Minister Understands Youth
A loud crash interrupted Unitarian minister Robert Boyes's sermon
on "Greater Understanding of the Problems of Youth" in
Cleveland, England. A teenager had thrown a brick through Boyes's
car window. "I would love to get my hands on the little
[graphic anti-homosexual expletive] who did it so I could give
him some words of the Lord," Boyes remarked.
They Blame America For This Nonsense, You Know
Praising his "remorse," Judge Robert Pryor sentenced
Patrick Weighell to "anger management therapy" for
habitually squeezing and shaking his son, deliberately breaking
23 bones. He must keep a "hassle log" and "act
out." Weighell said he'd prefer jail. His girlfriend agreed,
"He's a bastard. I never want to see him again."
It Couldn't Happen Here
Prodded by a Parliamentary committee, Britain's Child Support
Agency said it would pay reparations to men it wrongly accused of
being deadbeat dads, and to others who suffered great distress
from its mistakes, in addition to paying damages for the
financial harm it has caused.
Spare The Rod, Spoil Civilization
Prison never rehabilitates, and only deters those who haven't
been there, said seven leading British judges. Judge Laws
demanded "retribution," not therapeutic "social
control" that denies the existence of free will. He sought
less wasteful "means of making criminals suffer" as
they used to when flogged or pilloried, and praised weekend jail.
Suspended sentences "scared" convicts straight but were
banned in 1991, Lord Acker recalled. He said the true problem was
permissive, amoral parenting. Judge Tuckey advised legalizing
"possibly all drugs."
Euro-Suit against Support Agency
Henry Logan of Denny, Scotland, sued the Child Support Agency in
the European Court of Human Rights for doubling his payments so
he cannot afford to visit his children. If he does not visit, his
ex may get his visiting rights revoked. The European Convention
on Human Rights protects the right to "private and family
life" against state "interference."
Jurassic Court
An Israeli rabbinical court told a dairy to take dinosaurs off
its milk carton labels or lose kosher status, on the grounds that
the ungainly creatures cast a doubtful shadow over the book of
Genesis.
Racial Purity Law
France now has a policy of preventing citizens from marrying
people from its former colonies. Most courts uphold it.
Shake Hands with Mr. Snake
Capital convicts should have to wrestle cobras in public
aquariums, said Manila judge Maximiliano Asuncion.
"Get tough" on deadbeats by being one
Pip Spencer received a parking ticket for $33 million in Moulton,
Engl. He has seven days to pay. (London Times). Spencer actually
need not worry; he can simply use a technique the Child Support
Agency pioneered. When Keith Richards of Co. Durham, Engl. won
$2,975.00 in an appeal against the agency, it said it would pay
the judgment at $2.25 a week. It had increased his support
payments 470 percent.
Whips, bondage needed
Juries should be able to recommend such public and corporal
punishments as flogging and the pillory, said former Solicitor
General Lord McCluskey, a Scottish High Court judge, because
prison "doesn't deter, it doesn't rehabilitate, it doesn't
[make] wrong-doers suffer, it is desperately expensive" and
it leaves prisoners' families destitute.
Feelings = Rights
Under the Children Act, a juvenile sentenced to get a free
vacation in Belize has the right to have his sentence carried out
and have his "feelings and wishes" considered, a
British review panel held.
U.N. Treaty Bans Spanking
Countries that have ratified the 1991 U.N. Convention on the
Rights of the Child must ban spanking, according to the U.N.
Committee on the Rights of the Child.
EC Fights Waste
Stale bread is "waste," so the English cannot feed it
to swans without $3,000 licenses, the EC decreed. "Nothing
surprises us about Brussels any more," said one pro-wildlife
group spokesman. Others endorsed a massive bombing campaign to
address the underlying causes of the European Community's
concerns.
Spain bans Spanish
Making all schools in Catalonia teach only in Catalan, not
Spanish, violates the Constitution and the Universal Declaration
of Human Rights, Spain's Supreme Tribunal held. It said parents
have a right to choose what language their children learn.

◆ **Required actions**
- 1) In the news briefs, does each statement agree with the text? Answer yes or no and quote the words that decide it. (a) A teenager threw a brick through the minister's car window. (b) Patrick Weighell said he would rather have therapy than go to jail. (c) Pip Spencer was given thirty days to pay his parking ticket.
- 2) Which dollar amounts appear in the news briefs? List every one.
- 3) Could you reproduce the news briefs from "They Blame America" up to and including "it has caused.", word for word?

◆ **Data records**

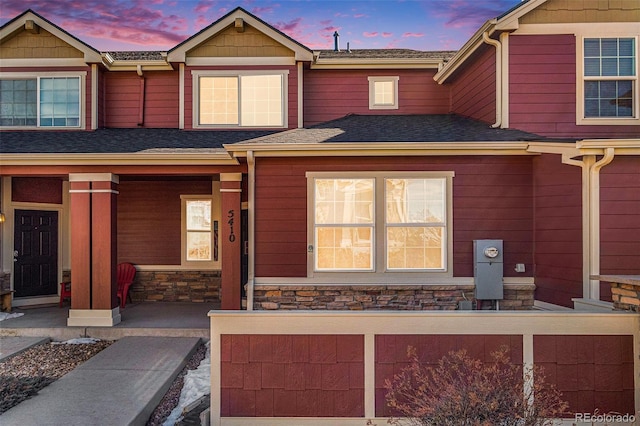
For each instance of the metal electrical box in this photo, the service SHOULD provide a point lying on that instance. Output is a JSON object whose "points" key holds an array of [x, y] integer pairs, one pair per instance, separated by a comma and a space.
{"points": [[488, 269]]}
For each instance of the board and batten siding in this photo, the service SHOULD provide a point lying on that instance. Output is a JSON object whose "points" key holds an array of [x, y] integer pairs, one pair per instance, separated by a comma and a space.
{"points": [[542, 89], [292, 89], [558, 230], [473, 93], [160, 103], [149, 218], [331, 94], [492, 199]]}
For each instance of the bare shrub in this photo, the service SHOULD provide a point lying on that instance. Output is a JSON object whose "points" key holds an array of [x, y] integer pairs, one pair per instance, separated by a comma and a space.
{"points": [[462, 391]]}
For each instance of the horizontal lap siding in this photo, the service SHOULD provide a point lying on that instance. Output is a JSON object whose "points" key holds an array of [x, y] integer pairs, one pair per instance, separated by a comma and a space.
{"points": [[558, 230], [149, 217], [473, 94], [542, 89], [620, 216], [492, 200], [122, 100], [330, 94]]}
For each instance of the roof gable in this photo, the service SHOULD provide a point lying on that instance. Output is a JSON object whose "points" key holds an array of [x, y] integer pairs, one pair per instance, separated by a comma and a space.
{"points": [[218, 35], [31, 36]]}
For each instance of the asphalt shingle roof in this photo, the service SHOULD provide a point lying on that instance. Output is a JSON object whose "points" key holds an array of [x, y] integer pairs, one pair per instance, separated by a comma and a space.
{"points": [[104, 141], [398, 128], [384, 54]]}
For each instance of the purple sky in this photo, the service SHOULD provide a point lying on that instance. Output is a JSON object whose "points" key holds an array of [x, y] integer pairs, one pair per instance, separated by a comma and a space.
{"points": [[161, 24]]}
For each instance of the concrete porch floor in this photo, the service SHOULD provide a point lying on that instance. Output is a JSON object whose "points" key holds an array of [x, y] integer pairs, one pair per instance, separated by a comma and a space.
{"points": [[167, 319]]}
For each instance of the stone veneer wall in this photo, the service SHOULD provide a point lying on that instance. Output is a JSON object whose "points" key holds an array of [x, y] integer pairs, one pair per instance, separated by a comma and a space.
{"points": [[381, 297], [176, 286], [626, 297]]}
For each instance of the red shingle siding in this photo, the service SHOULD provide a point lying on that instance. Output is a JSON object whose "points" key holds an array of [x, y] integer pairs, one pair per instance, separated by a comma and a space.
{"points": [[145, 209], [558, 230], [542, 89], [391, 355], [330, 94], [620, 216], [594, 373], [292, 376], [292, 90], [473, 94], [122, 98], [492, 200]]}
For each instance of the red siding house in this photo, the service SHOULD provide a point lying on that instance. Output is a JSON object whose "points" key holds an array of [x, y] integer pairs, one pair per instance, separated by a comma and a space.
{"points": [[242, 168]]}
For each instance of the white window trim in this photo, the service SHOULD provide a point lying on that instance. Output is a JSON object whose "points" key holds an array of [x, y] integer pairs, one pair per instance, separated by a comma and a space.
{"points": [[36, 75], [195, 79], [380, 273], [215, 217], [580, 79], [372, 92]]}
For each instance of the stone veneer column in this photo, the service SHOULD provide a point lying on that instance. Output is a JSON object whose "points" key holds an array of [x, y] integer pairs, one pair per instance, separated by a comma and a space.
{"points": [[231, 190], [93, 249]]}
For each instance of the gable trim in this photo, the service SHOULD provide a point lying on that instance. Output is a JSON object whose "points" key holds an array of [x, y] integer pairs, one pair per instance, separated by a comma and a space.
{"points": [[178, 53], [91, 55]]}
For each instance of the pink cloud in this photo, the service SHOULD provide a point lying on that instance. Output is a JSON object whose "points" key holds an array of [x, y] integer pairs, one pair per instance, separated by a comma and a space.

◆ **Answers**
- 1)
(a) Yes: "A teenager had thrown a brick through Boyes's car window."
(b) No: "Weighell said he'd prefer jail."
(c) No: "He has seven days to pay."

- 2)
$33 million
$2,975.00
$2.25
$3,000

- 3)
They Blame America For This Nonsense, You Know
Praising his "remorse," Judge Robert Pryor sentenced
Patrick Weighell to "anger management therapy" for
habitually squeezing and shaking his son, deliberately breaking
23 bones. He must keep a "hassle log" and "act
out." Weighell said he'd prefer jail. His girlfriend agreed,
"He's a bastard. I never want to see him again."
It Couldn't Happen Here
Prodded by a Parliamentary committee, Britain's Child Support
Agency said it would pay reparations to men it wrongly accused of
being deadbeat dads, and to others who suffered great distress
from its mistakes, in addition to paying damages for the
financial harm it has caused.